What needs to be done. Reproduce every line of the data below word for word, without changing anything.

Task inputs.
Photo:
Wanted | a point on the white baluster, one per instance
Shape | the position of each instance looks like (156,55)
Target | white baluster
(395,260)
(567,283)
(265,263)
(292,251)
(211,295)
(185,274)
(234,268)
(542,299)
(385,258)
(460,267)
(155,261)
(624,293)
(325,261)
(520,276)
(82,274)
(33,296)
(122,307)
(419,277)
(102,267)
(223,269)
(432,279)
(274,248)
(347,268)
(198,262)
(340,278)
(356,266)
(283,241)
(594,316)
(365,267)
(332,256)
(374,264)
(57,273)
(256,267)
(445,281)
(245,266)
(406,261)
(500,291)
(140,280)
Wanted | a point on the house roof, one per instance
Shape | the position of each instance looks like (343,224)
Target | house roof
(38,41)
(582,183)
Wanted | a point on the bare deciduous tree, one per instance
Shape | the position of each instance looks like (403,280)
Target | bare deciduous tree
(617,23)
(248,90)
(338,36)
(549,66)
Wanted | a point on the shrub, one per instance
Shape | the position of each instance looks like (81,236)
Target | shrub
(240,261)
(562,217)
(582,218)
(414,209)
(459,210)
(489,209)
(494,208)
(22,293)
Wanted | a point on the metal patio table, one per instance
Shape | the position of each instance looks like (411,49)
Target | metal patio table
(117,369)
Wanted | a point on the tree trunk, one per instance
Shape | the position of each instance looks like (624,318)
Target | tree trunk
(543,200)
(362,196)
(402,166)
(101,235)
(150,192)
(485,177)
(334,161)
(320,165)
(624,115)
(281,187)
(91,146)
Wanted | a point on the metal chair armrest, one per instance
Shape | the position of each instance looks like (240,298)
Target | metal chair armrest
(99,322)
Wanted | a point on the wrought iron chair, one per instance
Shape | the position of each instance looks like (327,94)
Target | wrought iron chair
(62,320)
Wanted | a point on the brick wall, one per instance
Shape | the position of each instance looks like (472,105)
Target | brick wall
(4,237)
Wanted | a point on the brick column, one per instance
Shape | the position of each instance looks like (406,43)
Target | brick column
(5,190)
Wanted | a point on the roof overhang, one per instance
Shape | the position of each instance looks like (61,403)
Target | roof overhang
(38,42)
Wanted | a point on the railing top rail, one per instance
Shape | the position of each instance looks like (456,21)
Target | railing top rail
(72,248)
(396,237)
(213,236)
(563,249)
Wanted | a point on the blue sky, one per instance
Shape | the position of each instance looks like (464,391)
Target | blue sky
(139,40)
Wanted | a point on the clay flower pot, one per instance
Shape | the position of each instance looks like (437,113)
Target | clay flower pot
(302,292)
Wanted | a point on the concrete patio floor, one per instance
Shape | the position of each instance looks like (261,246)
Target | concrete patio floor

Exercise answer.
Photo:
Wanted | a point on the white baluster, one per instance
Shape | the position of each instance looks like (156,55)
Target | white baluster
(395,260)
(567,283)
(265,263)
(292,251)
(211,295)
(185,274)
(234,268)
(542,299)
(385,258)
(460,267)
(155,261)
(624,293)
(325,261)
(520,276)
(82,274)
(33,296)
(122,307)
(419,277)
(102,267)
(223,269)
(432,279)
(274,248)
(347,268)
(198,262)
(340,278)
(356,266)
(283,241)
(594,316)
(365,267)
(332,256)
(374,264)
(57,273)
(256,267)
(445,281)
(245,266)
(406,261)
(500,291)
(140,280)
Wanted | a point on the house roof, one per instance
Shape | the position of each instance looks like (343,224)
Target | house roof
(38,41)
(582,183)
Wanted | a point on the bare deciduous tree, one per instance
Shape | the position of each instance looks like (403,280)
Target | bare deciduous tree
(617,23)
(248,90)
(338,36)
(549,66)
Wanted | a point on the shrub, one per instance
Shape | the position of each instance looks like (81,236)
Target | shrub
(240,261)
(562,217)
(582,218)
(414,209)
(459,210)
(489,209)
(494,208)
(22,293)
Wanted | a point on the metal patio table, one per instance
Shape | the position of each instance looks like (411,49)
Target | metal patio table
(117,369)
Wanted | a point on the tree trunk, one per instance
Shape | the position of each instance looks like (624,318)
Target | tree trunk
(543,200)
(362,196)
(402,166)
(101,235)
(150,192)
(485,177)
(334,161)
(320,165)
(624,115)
(281,187)
(91,146)
Wanted | a point on the metal chair armrest, one per instance
Shape | the position of each instance looks like (240,298)
Target | metal chair armrest
(99,322)
Wanted | a point on the wrought iron chair, one per instance
Shape | the position of each instance looks like (327,94)
Target | wrought iron chair
(62,320)
Wanted | a point on the brick wall, one per instance
Shape | the position of each instance looks like (472,105)
Target | brick wall
(4,237)
Wanted | a point on the brick column, one per instance
Shape | the position of each instance looks like (406,43)
Target | brick column
(5,190)
Wanted | a point on the roof overhang, one per instance
Shape | the position of each instance looks like (61,403)
Target | roof overhang
(38,42)
Wanted | a point on the railing top rail, one per instance
Shape | the position of each instance looks like (456,21)
Target | railing top rail
(72,248)
(396,237)
(213,236)
(563,249)
Wanted | a point on the blue sky, one per instance
Shape | the position of each instance looks like (464,391)
Target | blue sky
(139,40)
Wanted | a point on the clay flower pot, one per instance
Shape | the position of each instance looks like (437,113)
Target | clay flower pot
(302,292)
Wanted | a point on the concrete patio floor, one per instance
Shape | the position of each instance looks like (261,246)
Target | concrete patio floor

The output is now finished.